--- Dataset extract ---
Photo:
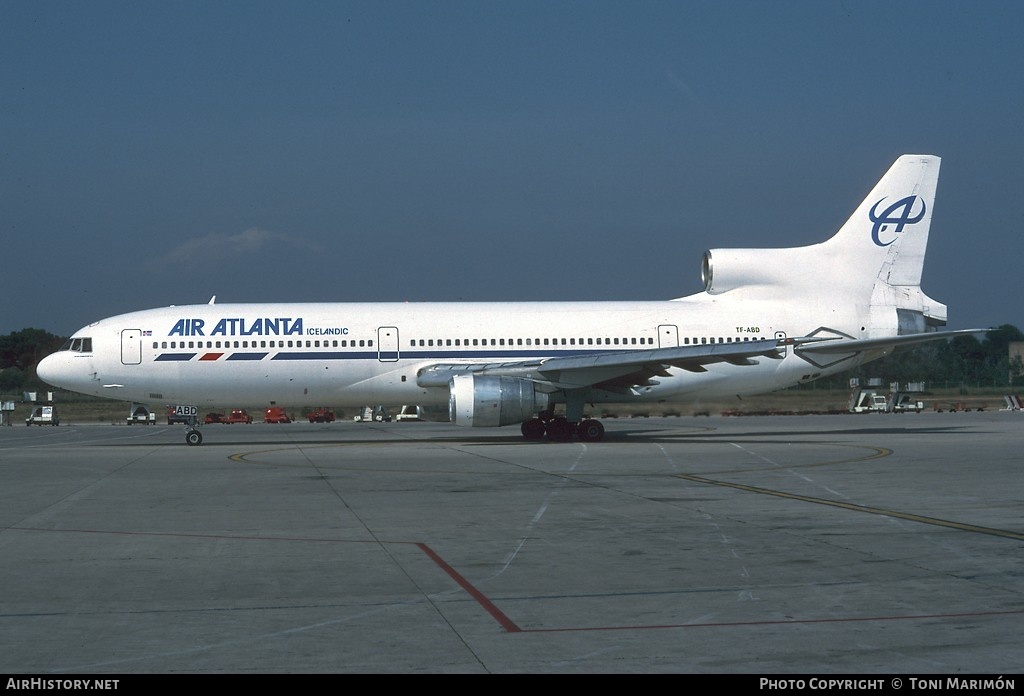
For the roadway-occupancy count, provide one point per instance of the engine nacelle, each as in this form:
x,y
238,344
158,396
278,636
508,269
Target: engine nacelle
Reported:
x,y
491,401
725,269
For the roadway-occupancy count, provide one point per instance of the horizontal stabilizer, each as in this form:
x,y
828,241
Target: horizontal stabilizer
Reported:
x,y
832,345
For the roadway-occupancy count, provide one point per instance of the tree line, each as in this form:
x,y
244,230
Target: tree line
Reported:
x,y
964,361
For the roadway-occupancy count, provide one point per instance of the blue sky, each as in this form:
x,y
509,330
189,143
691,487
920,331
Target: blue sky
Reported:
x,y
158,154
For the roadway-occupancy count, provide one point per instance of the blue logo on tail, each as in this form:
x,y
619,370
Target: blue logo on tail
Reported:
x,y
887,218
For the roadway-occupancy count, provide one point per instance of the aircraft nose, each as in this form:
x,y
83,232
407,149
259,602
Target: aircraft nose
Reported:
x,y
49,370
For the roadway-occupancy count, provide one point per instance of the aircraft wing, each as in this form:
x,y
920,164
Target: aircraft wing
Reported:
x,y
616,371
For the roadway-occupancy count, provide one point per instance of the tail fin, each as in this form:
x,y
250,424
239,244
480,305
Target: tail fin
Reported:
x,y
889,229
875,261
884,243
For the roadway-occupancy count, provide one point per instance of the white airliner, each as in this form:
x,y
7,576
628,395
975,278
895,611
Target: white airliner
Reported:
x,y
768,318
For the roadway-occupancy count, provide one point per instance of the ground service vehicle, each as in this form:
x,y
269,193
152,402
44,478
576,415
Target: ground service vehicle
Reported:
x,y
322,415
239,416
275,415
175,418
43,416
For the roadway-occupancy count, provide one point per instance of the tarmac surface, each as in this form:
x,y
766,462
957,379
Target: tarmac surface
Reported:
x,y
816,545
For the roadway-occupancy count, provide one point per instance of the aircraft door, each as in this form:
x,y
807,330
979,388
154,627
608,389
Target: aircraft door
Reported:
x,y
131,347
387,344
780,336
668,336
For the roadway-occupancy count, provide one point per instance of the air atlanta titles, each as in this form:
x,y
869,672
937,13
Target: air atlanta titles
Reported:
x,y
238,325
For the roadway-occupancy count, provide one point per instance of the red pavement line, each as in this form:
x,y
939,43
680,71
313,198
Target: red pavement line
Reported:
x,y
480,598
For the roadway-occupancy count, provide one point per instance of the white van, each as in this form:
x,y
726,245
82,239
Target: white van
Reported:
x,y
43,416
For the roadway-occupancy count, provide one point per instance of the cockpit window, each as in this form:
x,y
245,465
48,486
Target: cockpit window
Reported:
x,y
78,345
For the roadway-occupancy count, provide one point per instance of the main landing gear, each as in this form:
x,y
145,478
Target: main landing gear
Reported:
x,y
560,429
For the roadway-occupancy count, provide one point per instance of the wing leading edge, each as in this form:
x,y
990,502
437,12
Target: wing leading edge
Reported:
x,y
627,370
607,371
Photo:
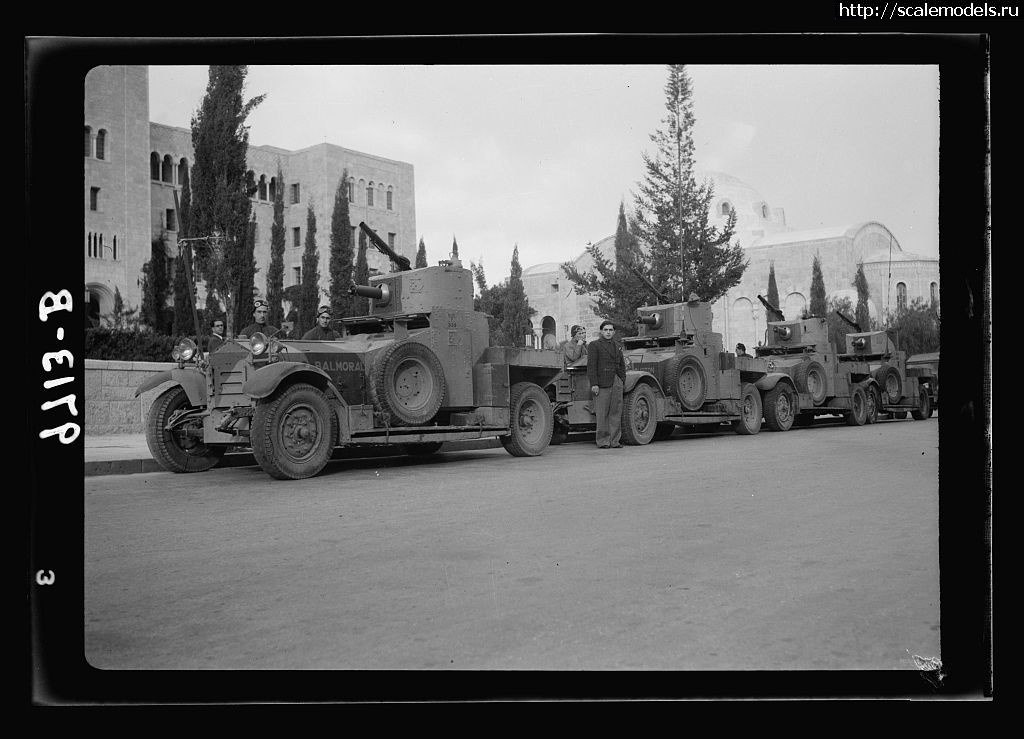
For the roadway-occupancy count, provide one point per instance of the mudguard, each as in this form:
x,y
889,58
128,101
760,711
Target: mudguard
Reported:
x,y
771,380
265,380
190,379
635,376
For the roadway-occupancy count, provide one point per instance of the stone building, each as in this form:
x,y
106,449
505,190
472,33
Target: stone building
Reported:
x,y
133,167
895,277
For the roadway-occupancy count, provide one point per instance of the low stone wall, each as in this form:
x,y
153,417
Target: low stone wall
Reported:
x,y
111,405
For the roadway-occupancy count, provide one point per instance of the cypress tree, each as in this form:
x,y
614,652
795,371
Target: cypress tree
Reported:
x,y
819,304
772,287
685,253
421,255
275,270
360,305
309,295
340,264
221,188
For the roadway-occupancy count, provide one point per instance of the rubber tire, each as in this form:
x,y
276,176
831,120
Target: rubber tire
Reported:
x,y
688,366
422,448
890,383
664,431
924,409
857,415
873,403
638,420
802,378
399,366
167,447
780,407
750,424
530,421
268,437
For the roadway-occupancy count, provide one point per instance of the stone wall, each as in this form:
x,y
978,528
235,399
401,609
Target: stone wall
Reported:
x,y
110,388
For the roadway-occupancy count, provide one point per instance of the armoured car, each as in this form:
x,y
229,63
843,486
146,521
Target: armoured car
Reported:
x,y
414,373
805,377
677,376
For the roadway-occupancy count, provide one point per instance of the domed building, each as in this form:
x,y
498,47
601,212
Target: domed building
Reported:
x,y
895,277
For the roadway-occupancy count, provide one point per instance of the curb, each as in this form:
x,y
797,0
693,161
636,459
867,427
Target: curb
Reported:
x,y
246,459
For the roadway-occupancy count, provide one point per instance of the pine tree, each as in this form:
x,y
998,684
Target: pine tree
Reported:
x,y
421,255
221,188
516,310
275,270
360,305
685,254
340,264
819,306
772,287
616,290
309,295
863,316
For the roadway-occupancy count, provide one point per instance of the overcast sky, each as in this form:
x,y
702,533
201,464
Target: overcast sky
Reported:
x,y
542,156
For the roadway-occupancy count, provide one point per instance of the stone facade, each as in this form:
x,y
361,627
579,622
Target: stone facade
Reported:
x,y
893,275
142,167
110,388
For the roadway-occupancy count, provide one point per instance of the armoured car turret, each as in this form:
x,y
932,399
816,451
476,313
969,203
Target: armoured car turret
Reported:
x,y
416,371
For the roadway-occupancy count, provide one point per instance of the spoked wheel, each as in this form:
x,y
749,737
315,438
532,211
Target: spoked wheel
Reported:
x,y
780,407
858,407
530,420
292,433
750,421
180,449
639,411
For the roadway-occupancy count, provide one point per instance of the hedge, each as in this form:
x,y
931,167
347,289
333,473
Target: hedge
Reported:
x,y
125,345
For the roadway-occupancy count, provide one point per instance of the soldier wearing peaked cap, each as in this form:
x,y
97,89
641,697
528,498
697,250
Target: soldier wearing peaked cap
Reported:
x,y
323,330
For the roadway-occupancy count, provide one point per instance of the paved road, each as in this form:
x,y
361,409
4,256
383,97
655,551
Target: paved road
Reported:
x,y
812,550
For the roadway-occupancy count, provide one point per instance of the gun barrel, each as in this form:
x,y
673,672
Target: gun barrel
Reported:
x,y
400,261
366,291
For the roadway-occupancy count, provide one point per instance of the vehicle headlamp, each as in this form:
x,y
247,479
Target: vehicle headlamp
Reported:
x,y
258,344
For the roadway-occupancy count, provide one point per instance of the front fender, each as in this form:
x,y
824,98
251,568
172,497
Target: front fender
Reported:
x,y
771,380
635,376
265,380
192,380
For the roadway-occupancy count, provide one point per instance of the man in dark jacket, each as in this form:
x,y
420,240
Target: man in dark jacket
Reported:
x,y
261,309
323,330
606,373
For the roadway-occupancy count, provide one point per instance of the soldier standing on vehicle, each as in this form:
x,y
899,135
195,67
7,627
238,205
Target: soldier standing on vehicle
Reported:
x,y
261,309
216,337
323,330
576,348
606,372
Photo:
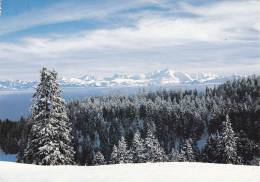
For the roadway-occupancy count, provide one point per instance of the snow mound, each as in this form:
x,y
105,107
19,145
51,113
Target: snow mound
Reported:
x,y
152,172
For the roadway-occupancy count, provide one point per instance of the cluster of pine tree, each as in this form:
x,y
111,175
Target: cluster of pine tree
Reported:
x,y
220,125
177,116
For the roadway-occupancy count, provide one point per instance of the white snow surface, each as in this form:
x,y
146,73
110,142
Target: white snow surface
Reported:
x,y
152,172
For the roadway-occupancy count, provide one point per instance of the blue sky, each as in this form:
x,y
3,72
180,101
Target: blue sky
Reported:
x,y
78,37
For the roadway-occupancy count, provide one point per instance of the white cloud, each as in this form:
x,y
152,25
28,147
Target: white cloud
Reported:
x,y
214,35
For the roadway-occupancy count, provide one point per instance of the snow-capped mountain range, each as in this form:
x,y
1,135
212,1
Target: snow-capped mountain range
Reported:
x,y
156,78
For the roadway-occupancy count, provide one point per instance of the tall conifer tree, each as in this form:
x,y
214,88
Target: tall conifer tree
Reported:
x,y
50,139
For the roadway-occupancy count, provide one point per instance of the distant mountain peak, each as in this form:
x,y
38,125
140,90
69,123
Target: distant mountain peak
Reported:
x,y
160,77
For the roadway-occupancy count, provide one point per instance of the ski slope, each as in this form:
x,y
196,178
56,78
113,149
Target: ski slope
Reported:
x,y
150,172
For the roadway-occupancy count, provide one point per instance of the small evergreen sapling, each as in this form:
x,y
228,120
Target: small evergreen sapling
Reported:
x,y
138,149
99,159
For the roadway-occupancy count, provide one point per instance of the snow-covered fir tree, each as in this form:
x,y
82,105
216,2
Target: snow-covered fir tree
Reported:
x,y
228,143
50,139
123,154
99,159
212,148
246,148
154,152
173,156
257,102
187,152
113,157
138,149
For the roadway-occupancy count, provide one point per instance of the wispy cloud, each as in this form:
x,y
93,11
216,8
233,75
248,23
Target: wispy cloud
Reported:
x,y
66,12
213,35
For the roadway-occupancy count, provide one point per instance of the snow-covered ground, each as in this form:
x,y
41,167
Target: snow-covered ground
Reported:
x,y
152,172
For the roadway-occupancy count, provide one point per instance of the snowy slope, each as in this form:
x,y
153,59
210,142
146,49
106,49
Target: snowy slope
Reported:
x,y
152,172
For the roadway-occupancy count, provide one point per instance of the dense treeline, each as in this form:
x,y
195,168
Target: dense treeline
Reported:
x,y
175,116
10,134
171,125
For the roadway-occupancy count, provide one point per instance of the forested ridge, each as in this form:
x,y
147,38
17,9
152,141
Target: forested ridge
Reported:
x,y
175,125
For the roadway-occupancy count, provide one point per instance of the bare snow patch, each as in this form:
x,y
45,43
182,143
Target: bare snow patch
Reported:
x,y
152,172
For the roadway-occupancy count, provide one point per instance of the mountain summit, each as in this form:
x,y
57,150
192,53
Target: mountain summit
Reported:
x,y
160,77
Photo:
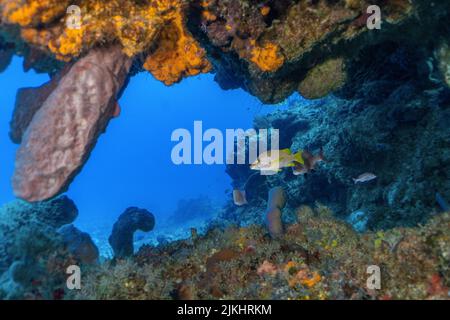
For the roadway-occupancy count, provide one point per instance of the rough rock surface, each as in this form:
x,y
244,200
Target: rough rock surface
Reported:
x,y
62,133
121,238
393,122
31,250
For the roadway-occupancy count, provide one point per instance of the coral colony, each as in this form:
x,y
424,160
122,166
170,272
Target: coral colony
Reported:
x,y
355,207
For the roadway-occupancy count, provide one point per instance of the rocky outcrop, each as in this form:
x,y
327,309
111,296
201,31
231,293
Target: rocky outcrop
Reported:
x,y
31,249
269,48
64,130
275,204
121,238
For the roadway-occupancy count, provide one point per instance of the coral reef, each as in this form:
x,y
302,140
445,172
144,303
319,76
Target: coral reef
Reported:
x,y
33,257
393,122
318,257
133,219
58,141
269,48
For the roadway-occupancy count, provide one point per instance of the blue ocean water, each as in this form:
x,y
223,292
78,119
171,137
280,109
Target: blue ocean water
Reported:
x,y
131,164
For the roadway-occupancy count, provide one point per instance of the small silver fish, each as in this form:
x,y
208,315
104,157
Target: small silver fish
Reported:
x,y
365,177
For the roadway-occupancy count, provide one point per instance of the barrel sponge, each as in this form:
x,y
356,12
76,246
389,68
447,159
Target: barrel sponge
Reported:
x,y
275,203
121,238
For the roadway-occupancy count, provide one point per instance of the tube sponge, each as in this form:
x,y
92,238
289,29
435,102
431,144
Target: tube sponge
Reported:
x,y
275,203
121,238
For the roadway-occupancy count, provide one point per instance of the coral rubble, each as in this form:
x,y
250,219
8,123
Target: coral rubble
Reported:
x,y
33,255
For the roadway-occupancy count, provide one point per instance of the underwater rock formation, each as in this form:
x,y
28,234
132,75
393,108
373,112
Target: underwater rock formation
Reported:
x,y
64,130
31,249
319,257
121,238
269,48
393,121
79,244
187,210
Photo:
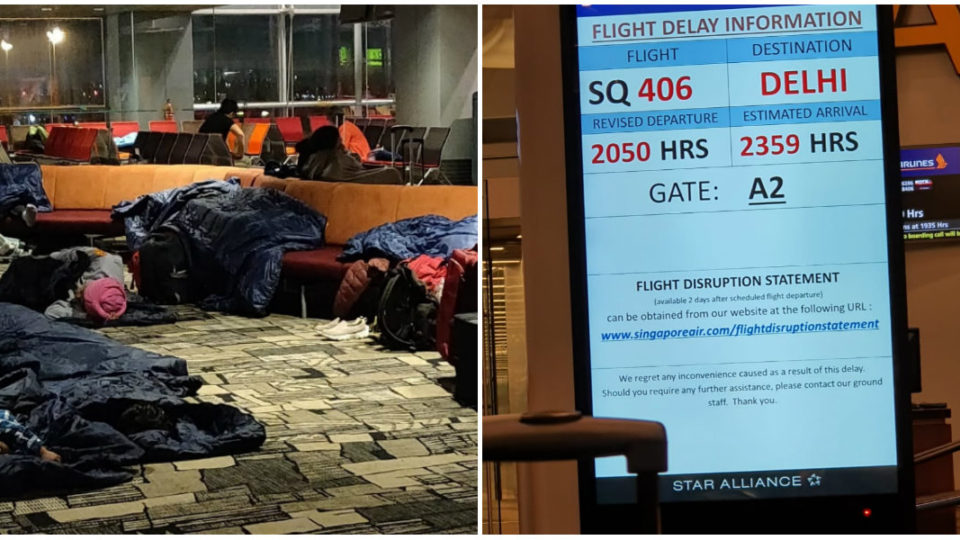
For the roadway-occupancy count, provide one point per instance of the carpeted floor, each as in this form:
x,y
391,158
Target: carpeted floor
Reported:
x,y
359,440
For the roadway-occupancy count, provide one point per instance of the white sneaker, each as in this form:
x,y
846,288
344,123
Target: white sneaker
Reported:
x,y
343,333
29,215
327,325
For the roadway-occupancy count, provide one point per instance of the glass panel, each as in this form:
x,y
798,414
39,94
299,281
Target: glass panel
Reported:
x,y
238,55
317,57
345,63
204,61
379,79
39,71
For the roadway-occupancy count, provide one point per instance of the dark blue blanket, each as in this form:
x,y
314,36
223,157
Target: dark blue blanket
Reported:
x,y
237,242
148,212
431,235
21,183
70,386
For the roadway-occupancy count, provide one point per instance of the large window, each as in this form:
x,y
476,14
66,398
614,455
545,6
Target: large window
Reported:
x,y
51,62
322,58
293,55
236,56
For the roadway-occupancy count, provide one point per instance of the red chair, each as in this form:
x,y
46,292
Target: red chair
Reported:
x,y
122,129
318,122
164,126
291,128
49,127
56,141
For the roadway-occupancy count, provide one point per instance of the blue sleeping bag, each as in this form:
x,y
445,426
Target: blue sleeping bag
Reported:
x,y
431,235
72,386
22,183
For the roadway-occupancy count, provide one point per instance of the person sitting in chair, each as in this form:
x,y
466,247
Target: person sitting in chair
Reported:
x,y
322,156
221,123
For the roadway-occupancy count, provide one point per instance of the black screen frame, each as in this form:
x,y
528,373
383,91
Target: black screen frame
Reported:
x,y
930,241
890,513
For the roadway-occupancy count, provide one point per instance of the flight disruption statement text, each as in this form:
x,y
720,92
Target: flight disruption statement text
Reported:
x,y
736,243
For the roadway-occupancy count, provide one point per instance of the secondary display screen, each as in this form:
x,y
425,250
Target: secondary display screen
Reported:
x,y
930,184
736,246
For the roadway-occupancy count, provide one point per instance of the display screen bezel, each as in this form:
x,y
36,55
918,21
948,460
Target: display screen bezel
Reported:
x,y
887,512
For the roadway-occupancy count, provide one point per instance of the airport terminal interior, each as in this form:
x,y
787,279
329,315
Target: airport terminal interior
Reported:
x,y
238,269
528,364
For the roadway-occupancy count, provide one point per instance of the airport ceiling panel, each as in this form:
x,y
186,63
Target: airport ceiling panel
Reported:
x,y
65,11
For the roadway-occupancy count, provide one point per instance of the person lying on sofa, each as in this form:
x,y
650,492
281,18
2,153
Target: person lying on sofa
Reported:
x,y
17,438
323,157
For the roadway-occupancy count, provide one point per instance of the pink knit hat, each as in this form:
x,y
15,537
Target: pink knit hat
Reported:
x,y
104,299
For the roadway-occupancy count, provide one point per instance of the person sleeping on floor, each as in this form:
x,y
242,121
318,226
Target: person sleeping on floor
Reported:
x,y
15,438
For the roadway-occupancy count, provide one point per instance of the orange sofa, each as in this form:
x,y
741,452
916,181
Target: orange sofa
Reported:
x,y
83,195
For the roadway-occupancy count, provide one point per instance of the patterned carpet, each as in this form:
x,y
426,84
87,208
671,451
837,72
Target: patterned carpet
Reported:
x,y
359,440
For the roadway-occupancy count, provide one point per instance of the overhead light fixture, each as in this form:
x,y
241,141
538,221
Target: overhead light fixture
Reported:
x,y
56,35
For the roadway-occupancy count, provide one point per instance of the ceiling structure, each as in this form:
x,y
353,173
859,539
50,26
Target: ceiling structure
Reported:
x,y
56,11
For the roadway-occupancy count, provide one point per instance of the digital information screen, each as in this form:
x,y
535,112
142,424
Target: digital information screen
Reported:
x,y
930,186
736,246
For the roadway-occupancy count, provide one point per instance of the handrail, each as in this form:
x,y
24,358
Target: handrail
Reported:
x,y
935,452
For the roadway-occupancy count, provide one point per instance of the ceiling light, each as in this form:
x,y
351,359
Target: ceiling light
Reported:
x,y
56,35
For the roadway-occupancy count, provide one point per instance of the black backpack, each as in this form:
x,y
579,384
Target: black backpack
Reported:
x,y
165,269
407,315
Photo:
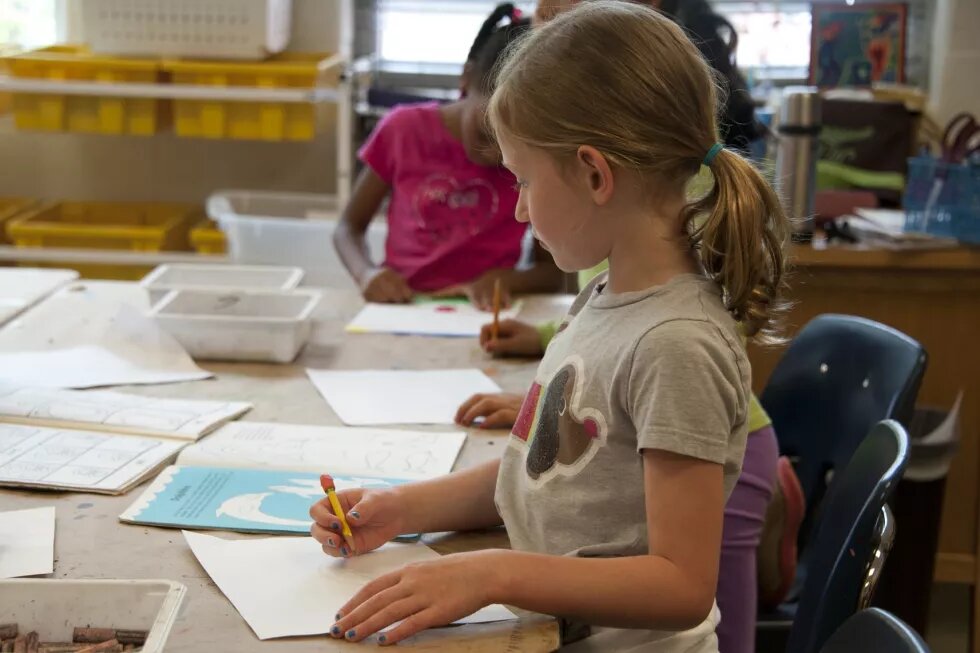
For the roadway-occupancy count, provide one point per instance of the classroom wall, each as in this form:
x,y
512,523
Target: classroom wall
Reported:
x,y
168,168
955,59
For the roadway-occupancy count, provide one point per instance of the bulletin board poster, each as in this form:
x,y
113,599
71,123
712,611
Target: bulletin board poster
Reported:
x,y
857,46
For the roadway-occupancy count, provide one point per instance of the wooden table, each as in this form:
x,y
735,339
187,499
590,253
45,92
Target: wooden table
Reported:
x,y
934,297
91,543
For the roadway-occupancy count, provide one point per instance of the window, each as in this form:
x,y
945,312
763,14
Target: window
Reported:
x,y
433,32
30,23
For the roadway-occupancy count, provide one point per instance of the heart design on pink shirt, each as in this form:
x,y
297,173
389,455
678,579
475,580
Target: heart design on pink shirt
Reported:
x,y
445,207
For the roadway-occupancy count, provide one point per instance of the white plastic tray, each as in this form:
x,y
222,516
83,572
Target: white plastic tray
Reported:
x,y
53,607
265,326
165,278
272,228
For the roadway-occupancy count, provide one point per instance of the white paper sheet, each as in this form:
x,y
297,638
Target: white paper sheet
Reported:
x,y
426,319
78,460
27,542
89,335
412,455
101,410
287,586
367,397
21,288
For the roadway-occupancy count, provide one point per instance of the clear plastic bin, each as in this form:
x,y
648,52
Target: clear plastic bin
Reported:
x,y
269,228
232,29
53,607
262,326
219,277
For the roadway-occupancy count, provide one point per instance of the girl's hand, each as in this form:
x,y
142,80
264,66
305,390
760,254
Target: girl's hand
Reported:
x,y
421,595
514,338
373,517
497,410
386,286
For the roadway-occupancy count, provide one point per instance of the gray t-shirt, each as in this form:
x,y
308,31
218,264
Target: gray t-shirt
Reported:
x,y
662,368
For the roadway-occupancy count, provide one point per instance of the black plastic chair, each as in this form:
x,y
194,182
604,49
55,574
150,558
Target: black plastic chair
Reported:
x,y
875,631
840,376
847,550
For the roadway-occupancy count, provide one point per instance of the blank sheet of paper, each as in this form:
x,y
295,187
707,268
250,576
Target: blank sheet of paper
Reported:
---
Reproduce the lines of the entries above exactly, but only from the line containing "of the gray" through the final line.

For the roadway-occupancy count, provide one point per instance of the gray t-shirt, each as in this form:
x,y
308,31
218,264
Target: gray t-shirt
Reported:
x,y
662,368
For the roadway-occupancy count, provide one point per instance of the black plastic chair, each as in this form:
x,y
194,182
604,49
55,574
150,558
Target: black plastic chair
Reported:
x,y
875,631
840,376
847,550
For the roadway-occupancy count, provide one point per instance of the blank sheet of paper, each as in this form:
x,y
295,187
707,268
250,576
Target: blank sheet of paper
Reported:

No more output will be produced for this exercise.